__Data entries__
-----

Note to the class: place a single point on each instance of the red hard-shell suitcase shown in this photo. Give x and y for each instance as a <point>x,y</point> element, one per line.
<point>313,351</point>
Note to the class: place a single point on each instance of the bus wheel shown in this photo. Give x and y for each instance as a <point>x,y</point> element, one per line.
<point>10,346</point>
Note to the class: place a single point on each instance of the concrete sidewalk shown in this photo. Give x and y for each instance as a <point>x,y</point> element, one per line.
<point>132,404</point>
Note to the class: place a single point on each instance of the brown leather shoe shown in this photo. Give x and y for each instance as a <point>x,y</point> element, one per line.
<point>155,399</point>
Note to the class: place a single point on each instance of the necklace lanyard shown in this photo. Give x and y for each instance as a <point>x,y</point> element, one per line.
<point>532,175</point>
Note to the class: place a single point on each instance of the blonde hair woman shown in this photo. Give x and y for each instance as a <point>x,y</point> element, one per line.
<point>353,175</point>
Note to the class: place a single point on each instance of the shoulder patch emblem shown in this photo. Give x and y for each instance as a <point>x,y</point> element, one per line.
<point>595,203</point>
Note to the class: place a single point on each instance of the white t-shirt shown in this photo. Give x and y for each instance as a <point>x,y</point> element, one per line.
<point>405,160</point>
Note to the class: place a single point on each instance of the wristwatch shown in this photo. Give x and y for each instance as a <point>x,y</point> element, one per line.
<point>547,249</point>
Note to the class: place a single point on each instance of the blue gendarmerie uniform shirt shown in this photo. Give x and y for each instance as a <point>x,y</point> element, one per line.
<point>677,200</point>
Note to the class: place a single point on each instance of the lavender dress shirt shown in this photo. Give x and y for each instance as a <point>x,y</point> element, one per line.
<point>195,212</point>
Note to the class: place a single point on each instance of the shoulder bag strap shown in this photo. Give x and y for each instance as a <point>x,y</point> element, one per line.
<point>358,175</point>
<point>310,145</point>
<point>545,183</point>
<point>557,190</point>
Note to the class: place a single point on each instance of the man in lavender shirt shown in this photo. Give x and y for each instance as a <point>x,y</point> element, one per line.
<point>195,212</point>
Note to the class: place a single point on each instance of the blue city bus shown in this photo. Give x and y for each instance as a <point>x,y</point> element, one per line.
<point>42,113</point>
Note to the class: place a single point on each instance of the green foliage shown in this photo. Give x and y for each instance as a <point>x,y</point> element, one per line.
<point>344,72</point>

-----

__WHAT THE TASK ASKS__
Could the entries above be output once more, exactly as they are?

__TASK RESPONSE__
Note to the class: place a single point on each instance of the red hard-shell suitcase shown in this photo. Give x and y for each instance as a <point>x,y</point> element, one per line.
<point>313,351</point>
Note to the class: place a single point on each instance of the bus wheel shown in this photo. Give x and y for each instance as a <point>x,y</point> element, one per line.
<point>10,346</point>
Note to the class: place a single point on each instance of the concrete sidewalk shown in this photo. Give x and y for each instance as a <point>x,y</point> element, one per line.
<point>132,404</point>
Note to the class: place a single point on each instance of the brown leather shoe shown in this photo. Give x and y for each instance as a <point>x,y</point> element, one per line.
<point>155,399</point>
Note to the class: place a single point on each instance of the necklace lanyard shown in this photo. Give x and y for each instance as a <point>x,y</point> element, one per line.
<point>532,175</point>
Note to the class: place a single point on each instance of the blonde hair woman shown in this photo. Give x and y for each instance as a <point>x,y</point> element, one per line.
<point>353,175</point>
Note to the class: place a single point on each instance of the shoulder patch emblem shown in this photo. Give x and y for each instance as a <point>x,y</point> element, one per line.
<point>595,203</point>
Note to the class: place a single point on each instance of the white t-shirt shown in this photo. Give x and y for each instance as a <point>x,y</point> element, one per line.
<point>405,160</point>
Note to the class: place a single point on each instance of the wristwatch shown in this photo. Give x and y for each instance as a <point>x,y</point> element, one per line.
<point>547,249</point>
Note to the class: place a single point on each instance of the blue gendarmerie uniform shirt shown in this photo. Give x and y for each instance as a <point>x,y</point> element, one per line.
<point>677,200</point>
Note to the class: place a single point on each instance of the lavender dress shirt shown in this photo. Give x and y for each instance as a <point>x,y</point> element, one per line.
<point>195,212</point>
Note to the class: place a single point on each instance of the shoulder bag strap shown in this photo. Give x and y for each instance as a <point>x,y</point> element, one per line.
<point>358,175</point>
<point>310,145</point>
<point>545,183</point>
<point>557,190</point>
Note to the class: place a single point on each instance of the man in lavender shirt shown in this photo. Give x and y for each instance as a <point>x,y</point> element, one per line.
<point>195,212</point>
Note to the class: place a single point on each instance of the blue city bus shown in this photo. Give x and y for each instance as a <point>x,y</point> element, one per line.
<point>42,113</point>
Note to the class: place a single point on each instance of the green foliage shown in this photo. Give x and y for each instance as a <point>x,y</point> element, one per line.
<point>344,72</point>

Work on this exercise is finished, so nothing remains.